DOKUMEN SUMBER
☆ ☆ ☆

Herman Juwono dan Andy Jayani mewakili Kadin Indonesia dalam pelatihan jarak jauh (PJJ) yang dilakukan secara virtual oleh Inspektorat Jenderal Kementerian Keuangan pada hari ini, Kamis (15/10/2020). (tangkapan layar Zoom)
JAKARTA, DDTCNews – Kamar Dagang dan Industri (Kadin) Indonesia menyebut perlunya untuk melakukan pembaruan kebijakan fasilitas perpajakan secara berkelanjutan. Langkah ini menjadi bagian dari upaya untuk menarik investasi lebih optimal.
Herman Juwono dan Andy Jayani mewakili Kadin Indonesia dalam pelatihan jarak jauh (PJJ) yang dilakukan secara virtual oleh Inspektorat Jenderal Kementerian Keuangan pada hari ini, Kamis (15/10/2020). Mereka membedah efektivitas fasilitas perpajakan.

☆ ☆ ☆

DATA TERCATAT

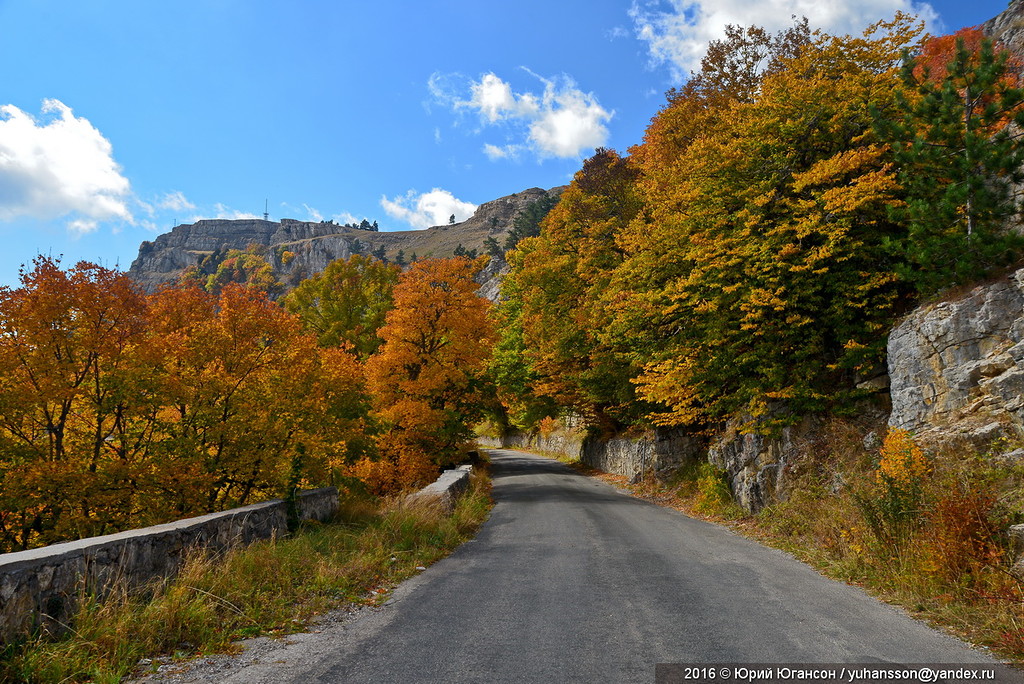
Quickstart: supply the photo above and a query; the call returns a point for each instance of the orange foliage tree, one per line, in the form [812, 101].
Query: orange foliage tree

☆ ☆ ☆

PETUNJUK KERJA
A - Tulis ulang bagian berita tentang Kadin yang dimulai dari kata-kata "JAKARTA, DDTCNews –" dan berakhir setelah "investasi lebih optimal.", lalu ganti "investasi" dengan "penanaman modal".
B - Ringkaslah paragraf dalam berita tentang Kadin yang diawali dengan "JAKARTA, DDTCNews" tanpa menghilangkan fakta-fakta utamanya.
C - Jawablah pertanyaan-pertanyaan berikut berdasarkan berita tentang Kadin.
(i) Siapa yang mewakili Kadin Indonesia dalam pelatihan jarak jauh tersebut?
(ii) Menurut Kadin Indonesia, pembaruan kebijakan fasilitas perpajakan menjadi bagian dari upaya apa?
(iii) Apa yang dibedah oleh para perwakilan Kadin dalam pelatihan itu?
Baris-baris data itu merupakan bahan tersendiri yang terpisah dari berita tentang Kadin.

JAWABAN LATIHAN
A -
JAKARTA, DDTCNews – Kamar Dagang dan Industri (Kadin) Indonesia menyebut perlunya untuk melakukan pembaruan kebijakan fasilitas perpajakan secara berkelanjutan. Langkah ini menjadi bagian dari upaya untuk menarik penanaman modal lebih optimal.

B - Kadin Indonesia menilai kebijakan fasilitas perpajakan perlu diperbarui secara berkelanjutan agar investasi dapat ditarik secara lebih optimal.

C -
(i) Herman Juwono dan Andy Jayani.
(ii) Upaya untuk menarik investasi secara lebih optimal.
(iii) Efektivitas fasilitas perpajakan.